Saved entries

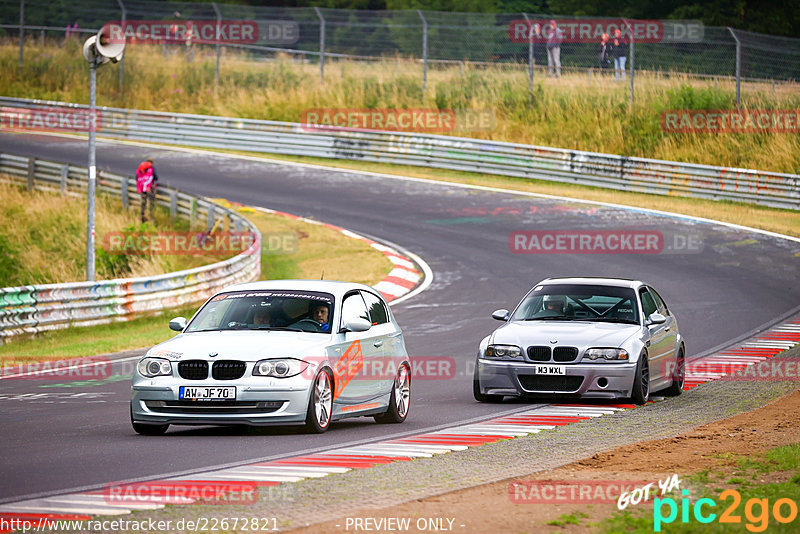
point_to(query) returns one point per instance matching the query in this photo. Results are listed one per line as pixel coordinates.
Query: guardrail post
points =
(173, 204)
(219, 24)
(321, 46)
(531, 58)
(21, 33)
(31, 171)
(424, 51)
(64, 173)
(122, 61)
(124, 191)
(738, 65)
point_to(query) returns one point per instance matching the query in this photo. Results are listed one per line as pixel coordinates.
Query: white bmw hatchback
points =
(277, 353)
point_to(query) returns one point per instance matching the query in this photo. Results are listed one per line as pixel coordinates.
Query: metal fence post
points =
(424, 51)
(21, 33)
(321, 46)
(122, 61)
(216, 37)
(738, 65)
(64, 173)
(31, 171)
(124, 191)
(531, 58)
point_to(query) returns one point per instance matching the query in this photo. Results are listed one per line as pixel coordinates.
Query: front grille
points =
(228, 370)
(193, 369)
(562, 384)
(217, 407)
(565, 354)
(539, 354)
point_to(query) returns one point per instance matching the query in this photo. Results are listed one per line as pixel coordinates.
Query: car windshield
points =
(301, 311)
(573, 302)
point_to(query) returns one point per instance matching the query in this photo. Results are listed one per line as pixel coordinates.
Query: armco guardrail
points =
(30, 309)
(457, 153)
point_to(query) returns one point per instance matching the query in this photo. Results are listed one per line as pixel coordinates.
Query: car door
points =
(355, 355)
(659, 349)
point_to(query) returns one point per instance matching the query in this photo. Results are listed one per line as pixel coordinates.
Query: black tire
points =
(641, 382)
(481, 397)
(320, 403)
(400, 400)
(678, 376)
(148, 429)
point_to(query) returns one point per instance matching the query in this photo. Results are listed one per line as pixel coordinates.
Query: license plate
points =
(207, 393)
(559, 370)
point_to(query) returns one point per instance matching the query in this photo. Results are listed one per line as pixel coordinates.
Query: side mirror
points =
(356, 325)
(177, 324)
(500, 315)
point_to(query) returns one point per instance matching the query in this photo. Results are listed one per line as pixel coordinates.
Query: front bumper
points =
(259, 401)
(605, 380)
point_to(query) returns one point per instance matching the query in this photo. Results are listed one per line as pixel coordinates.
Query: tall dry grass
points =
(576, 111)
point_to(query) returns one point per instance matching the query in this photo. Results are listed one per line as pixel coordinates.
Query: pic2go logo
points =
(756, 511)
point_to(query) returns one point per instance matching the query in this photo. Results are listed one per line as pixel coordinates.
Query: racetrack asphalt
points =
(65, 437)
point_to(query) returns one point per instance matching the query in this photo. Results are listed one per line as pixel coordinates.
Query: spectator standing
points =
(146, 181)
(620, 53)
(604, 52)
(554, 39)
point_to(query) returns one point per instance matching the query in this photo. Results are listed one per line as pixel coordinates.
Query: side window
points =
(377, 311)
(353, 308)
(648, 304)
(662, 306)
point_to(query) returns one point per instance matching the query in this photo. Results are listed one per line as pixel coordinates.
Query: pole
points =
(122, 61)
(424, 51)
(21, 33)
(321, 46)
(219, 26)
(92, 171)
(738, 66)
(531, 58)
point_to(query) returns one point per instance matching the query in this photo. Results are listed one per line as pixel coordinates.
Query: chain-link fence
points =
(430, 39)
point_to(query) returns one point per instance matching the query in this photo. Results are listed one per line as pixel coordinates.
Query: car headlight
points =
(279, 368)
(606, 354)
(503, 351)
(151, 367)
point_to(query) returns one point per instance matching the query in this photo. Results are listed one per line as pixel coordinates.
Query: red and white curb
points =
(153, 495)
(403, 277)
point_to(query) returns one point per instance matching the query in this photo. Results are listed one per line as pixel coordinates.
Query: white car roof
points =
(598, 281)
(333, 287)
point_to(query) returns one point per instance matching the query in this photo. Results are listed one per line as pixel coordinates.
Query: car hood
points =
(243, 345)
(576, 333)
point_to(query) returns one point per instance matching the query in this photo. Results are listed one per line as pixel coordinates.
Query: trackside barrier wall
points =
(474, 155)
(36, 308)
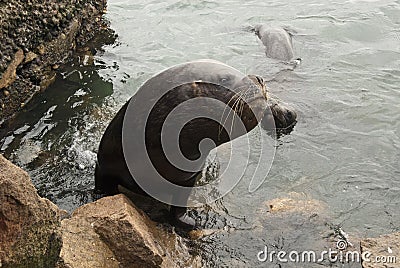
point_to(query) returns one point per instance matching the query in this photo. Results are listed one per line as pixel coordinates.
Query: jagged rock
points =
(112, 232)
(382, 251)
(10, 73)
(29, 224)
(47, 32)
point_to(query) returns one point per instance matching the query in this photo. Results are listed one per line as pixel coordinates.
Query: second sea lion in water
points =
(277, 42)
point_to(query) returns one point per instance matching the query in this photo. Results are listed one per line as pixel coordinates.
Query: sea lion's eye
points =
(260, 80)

(What you should do) Pull out every line above that contains the word "front".

(Response below)
Query: front grille
Query: front bumper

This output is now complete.